DIRECTIONS → Copy out the data starting at the line that contains "of the foreground" and ending at the line that contains "[[245, 227], [250, 246], [101, 66]]", with every x and y coordinate in the answer points raised by 137 and all other lines left unchanged. Return only those lines.

INFORMATION PROVIDED →
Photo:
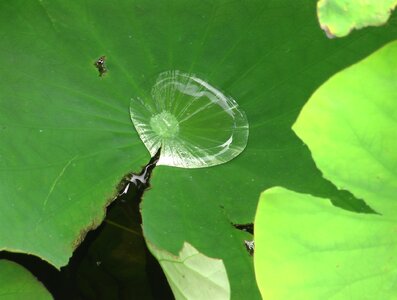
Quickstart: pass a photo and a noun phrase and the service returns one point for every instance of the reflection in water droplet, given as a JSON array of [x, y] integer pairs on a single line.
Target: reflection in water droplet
[[195, 124]]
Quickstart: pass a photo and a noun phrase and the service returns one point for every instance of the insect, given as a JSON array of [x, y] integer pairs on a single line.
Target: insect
[[100, 65], [250, 246]]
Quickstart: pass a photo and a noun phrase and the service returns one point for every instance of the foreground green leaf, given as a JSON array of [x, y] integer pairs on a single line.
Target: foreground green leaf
[[305, 248], [350, 125], [193, 275], [339, 17], [16, 283]]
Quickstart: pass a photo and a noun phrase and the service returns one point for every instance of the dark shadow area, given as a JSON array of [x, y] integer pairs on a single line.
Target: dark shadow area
[[113, 261]]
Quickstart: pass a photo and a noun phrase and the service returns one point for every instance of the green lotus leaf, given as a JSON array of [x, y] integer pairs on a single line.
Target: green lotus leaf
[[339, 17], [193, 275], [67, 137], [17, 283]]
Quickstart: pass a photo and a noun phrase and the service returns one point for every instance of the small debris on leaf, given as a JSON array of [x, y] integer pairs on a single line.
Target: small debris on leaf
[[245, 227], [250, 246], [101, 66]]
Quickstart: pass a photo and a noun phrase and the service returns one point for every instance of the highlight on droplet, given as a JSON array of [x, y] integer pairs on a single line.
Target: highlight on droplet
[[195, 124]]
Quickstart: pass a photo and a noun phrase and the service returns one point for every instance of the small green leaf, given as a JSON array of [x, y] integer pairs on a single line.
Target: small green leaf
[[305, 248], [16, 283], [339, 17], [193, 275]]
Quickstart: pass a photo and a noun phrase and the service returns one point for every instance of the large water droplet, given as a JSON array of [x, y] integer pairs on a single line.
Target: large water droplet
[[195, 124]]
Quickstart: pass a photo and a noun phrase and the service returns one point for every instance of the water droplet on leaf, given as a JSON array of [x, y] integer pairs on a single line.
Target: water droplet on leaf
[[195, 124]]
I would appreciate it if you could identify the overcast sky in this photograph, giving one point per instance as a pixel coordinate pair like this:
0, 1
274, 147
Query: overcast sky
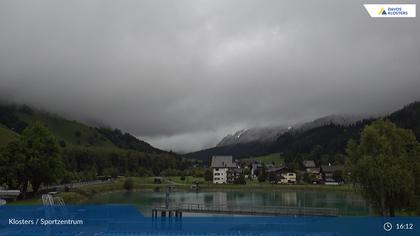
183, 74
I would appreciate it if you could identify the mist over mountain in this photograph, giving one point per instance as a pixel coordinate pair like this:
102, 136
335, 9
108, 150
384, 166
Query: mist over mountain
266, 135
327, 136
183, 74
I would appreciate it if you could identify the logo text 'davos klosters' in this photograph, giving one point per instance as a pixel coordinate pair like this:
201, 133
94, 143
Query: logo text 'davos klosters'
391, 10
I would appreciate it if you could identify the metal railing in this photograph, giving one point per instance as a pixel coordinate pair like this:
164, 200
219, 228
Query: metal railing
253, 210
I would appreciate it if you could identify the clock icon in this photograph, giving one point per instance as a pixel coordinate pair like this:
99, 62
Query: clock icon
387, 226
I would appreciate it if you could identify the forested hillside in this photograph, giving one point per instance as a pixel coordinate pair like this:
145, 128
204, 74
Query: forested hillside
88, 152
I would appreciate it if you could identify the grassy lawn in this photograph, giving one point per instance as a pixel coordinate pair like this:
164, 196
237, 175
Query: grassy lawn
270, 158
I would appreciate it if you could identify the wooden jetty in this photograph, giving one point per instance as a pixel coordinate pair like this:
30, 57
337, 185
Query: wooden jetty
177, 210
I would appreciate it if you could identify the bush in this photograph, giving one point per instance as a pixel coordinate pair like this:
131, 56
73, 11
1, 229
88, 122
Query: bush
128, 184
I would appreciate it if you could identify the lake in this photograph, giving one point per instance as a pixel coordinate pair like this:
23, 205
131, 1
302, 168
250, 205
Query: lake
347, 203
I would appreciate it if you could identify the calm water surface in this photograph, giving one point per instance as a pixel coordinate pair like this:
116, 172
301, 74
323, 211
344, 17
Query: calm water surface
348, 203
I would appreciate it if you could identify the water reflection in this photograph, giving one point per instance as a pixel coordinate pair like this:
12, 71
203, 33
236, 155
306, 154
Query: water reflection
348, 203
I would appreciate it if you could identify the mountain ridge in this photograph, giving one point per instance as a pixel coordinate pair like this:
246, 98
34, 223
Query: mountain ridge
330, 137
15, 118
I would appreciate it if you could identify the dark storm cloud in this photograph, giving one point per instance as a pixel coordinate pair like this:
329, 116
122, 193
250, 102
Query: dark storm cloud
184, 73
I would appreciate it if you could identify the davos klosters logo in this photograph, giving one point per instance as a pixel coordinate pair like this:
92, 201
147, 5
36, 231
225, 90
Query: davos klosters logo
391, 10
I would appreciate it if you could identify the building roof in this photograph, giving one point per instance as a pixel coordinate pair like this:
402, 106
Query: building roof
276, 169
314, 170
222, 161
309, 164
328, 168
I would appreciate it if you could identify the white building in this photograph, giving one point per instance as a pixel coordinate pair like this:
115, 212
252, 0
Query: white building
220, 166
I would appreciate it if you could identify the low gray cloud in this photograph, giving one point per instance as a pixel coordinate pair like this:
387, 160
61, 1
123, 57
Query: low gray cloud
184, 73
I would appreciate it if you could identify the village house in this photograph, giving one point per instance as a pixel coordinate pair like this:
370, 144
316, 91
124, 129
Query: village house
332, 174
221, 166
311, 169
256, 167
281, 175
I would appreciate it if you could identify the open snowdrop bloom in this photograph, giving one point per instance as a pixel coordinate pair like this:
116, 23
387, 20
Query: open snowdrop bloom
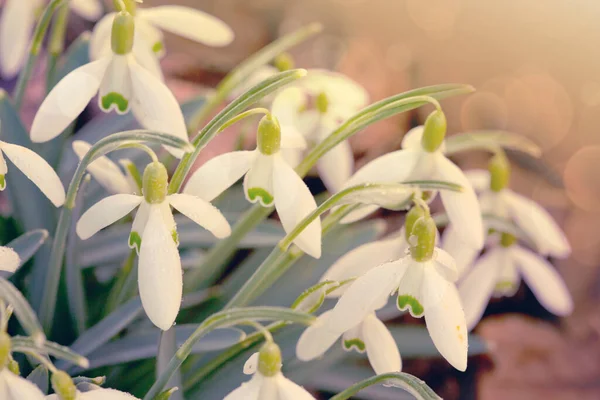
122, 84
424, 283
269, 180
107, 173
16, 27
315, 107
422, 157
267, 383
498, 272
33, 167
183, 21
12, 386
154, 236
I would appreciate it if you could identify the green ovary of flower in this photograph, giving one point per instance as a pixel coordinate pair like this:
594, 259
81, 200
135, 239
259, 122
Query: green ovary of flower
259, 193
121, 103
358, 344
406, 302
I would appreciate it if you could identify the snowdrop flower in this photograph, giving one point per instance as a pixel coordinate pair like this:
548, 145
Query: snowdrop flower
122, 84
422, 157
315, 107
498, 272
12, 386
16, 27
269, 180
267, 383
33, 167
424, 283
154, 236
183, 21
107, 173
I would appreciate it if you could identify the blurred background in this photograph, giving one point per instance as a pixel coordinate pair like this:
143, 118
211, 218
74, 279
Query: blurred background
536, 67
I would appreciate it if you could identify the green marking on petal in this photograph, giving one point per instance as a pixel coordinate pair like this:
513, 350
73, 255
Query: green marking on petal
355, 344
406, 302
117, 100
256, 194
135, 241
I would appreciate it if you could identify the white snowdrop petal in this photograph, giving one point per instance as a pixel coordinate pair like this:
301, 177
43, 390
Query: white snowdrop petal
462, 253
155, 106
18, 388
201, 212
37, 170
462, 208
104, 170
478, 284
189, 23
105, 212
159, 272
67, 100
538, 224
366, 294
251, 364
289, 390
16, 26
545, 282
317, 338
480, 179
335, 167
88, 9
219, 173
447, 328
382, 350
293, 202
362, 259
9, 259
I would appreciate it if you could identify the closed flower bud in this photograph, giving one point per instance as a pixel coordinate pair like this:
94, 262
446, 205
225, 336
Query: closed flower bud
269, 135
122, 33
499, 168
155, 183
434, 131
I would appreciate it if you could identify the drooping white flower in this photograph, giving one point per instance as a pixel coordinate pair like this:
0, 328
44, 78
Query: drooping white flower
267, 383
498, 272
269, 180
422, 157
315, 107
154, 236
33, 167
122, 84
106, 172
183, 21
16, 27
424, 284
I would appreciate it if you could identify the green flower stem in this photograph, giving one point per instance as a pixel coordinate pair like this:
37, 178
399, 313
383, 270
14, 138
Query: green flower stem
56, 43
234, 108
240, 73
225, 318
34, 50
402, 380
119, 140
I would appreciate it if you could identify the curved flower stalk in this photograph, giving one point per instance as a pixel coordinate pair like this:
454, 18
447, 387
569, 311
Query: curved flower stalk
123, 85
154, 236
422, 157
269, 180
424, 283
315, 107
107, 173
183, 21
267, 383
16, 26
33, 167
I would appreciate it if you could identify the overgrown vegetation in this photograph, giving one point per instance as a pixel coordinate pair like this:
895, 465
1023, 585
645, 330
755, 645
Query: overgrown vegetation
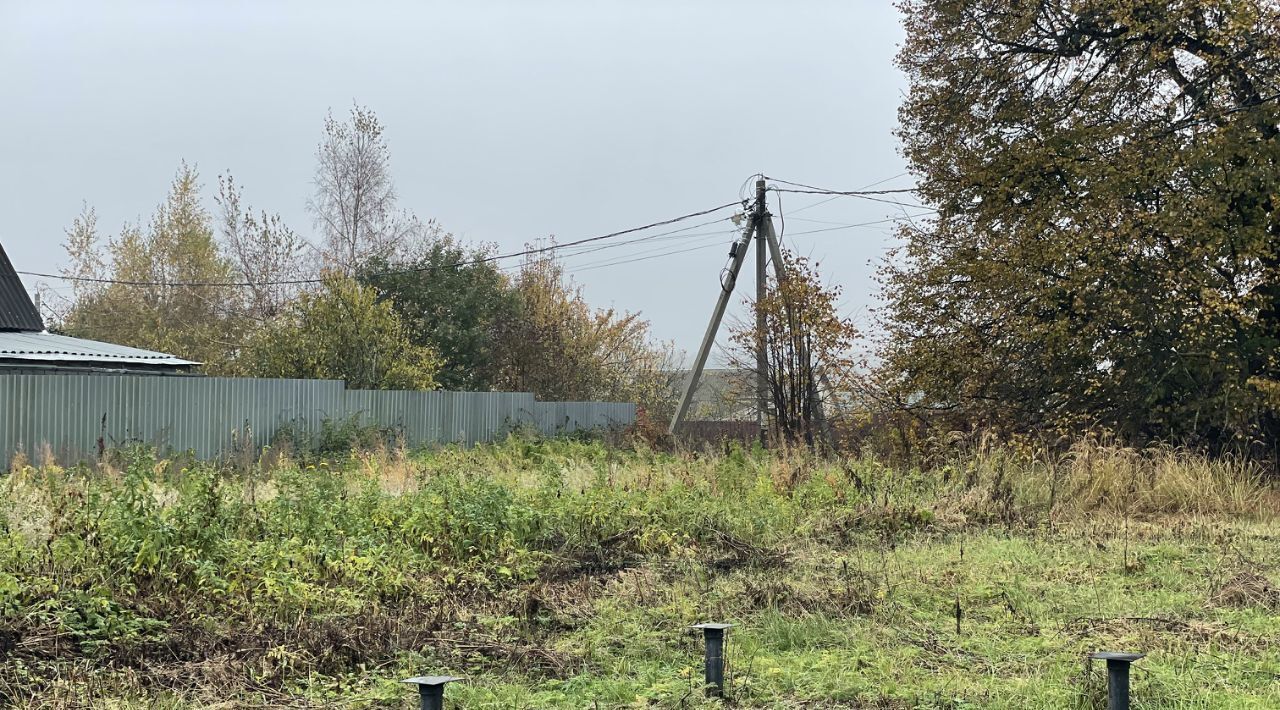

EXERCISE SOLUTION →
Quickstart: pass a photo and a noun phrase and the service returns one point for every instance of the foreground green leaf, given as a JSON array of [x, y] integer pairs on a single line.
Target: foreground green leaf
[[442, 385], [487, 262], [330, 412], [476, 154], [153, 420]]
Quickstart: pass a photo and a noun phrase and the service returns one point for every instance of the dark shadow area, given as a JSON array of [x, y] integer pairs on a single line.
Target: dark shadow area
[[250, 398]]
Quickstart: pass a photo and a noun phrase and the service returns one point for every instance of the green lotus leaf, given as a JSON array of [x, y] integer pairs on a single line.
Target: green lotus leaf
[[476, 154], [330, 412], [204, 274], [154, 420]]
Quickstart: pass a photo and a noun phrase and the service returns one point for every instance of the small debris on leaf, given as a JSON array of [x, y] integer pairs on a single line.
Target: small debris on leaf
[[382, 364], [387, 383], [238, 203]]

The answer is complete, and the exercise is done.